(Stored items)
****************************************

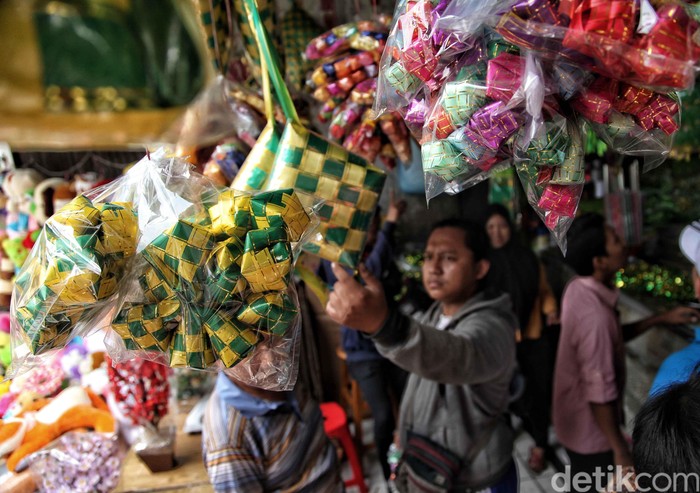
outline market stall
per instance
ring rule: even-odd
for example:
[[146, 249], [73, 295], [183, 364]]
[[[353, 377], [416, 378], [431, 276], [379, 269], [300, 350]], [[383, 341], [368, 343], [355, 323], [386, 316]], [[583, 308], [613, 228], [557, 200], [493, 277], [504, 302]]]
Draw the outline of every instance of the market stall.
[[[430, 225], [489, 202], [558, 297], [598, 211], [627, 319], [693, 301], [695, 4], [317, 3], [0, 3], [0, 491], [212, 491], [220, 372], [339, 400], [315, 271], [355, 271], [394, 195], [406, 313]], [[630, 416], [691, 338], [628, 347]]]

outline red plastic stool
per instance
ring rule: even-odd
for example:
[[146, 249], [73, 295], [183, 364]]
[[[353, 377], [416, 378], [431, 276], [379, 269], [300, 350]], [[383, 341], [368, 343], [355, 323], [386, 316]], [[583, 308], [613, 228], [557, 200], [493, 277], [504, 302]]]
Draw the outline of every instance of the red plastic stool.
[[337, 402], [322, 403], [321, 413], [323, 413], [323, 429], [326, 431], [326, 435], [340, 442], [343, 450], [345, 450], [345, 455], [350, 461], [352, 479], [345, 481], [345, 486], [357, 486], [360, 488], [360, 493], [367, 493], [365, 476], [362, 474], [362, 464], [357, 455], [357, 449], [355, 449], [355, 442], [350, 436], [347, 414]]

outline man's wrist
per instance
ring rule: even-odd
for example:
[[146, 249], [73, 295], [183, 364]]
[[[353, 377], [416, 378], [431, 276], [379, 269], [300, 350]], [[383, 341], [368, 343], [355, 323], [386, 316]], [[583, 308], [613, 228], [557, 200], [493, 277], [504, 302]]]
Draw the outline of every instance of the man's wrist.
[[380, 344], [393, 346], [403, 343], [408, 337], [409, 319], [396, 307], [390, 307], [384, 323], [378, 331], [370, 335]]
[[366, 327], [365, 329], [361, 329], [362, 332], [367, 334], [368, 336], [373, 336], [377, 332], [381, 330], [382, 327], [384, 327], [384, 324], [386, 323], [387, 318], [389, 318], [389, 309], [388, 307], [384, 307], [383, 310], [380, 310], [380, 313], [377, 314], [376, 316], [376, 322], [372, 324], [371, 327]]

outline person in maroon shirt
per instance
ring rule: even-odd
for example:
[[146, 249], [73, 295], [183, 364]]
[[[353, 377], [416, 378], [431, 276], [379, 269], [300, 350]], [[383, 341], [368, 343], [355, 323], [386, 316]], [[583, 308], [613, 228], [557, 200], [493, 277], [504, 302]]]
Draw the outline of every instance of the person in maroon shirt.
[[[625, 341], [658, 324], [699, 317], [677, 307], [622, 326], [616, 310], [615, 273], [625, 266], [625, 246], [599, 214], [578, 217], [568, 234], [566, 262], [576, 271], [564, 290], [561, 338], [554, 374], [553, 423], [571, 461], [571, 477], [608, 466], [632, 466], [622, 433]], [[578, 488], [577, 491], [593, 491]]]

****************************************

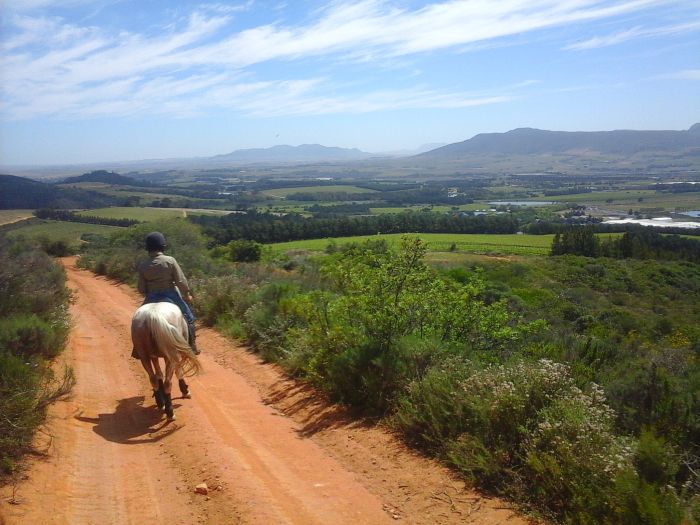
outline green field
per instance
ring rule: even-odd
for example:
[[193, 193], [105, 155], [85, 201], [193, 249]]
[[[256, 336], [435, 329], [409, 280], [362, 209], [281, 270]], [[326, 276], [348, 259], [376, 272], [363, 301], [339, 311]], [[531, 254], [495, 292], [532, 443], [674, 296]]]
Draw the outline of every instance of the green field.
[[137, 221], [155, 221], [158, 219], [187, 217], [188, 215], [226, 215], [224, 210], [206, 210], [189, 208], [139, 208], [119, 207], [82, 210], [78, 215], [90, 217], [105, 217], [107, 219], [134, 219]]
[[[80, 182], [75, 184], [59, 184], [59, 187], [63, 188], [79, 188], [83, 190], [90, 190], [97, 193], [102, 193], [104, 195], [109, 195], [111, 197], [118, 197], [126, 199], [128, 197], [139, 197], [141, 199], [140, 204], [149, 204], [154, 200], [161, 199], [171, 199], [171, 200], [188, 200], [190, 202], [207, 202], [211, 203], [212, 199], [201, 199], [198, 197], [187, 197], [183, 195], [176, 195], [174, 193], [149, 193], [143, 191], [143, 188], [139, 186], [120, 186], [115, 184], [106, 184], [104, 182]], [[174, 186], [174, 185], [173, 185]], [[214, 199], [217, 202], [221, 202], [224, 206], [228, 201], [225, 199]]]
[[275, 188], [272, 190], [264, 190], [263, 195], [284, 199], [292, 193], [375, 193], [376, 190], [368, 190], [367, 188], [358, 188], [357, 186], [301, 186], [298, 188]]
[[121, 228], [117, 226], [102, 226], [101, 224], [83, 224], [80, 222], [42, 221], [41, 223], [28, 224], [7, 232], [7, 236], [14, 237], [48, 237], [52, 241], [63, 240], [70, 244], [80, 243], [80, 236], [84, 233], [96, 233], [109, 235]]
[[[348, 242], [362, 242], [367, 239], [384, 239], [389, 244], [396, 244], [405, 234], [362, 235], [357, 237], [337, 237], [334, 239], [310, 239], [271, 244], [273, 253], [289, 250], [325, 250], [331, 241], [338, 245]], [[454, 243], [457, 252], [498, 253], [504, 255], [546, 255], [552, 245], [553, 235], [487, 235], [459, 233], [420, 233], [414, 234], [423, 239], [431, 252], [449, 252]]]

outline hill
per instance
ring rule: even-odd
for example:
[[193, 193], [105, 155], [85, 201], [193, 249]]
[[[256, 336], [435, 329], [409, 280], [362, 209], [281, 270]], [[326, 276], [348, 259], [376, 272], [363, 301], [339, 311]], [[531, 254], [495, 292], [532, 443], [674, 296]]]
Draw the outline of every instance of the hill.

****************************************

Show every line of the entries above where the word "hill" occurs.

outline hill
Draw the outline of every instance of the hill.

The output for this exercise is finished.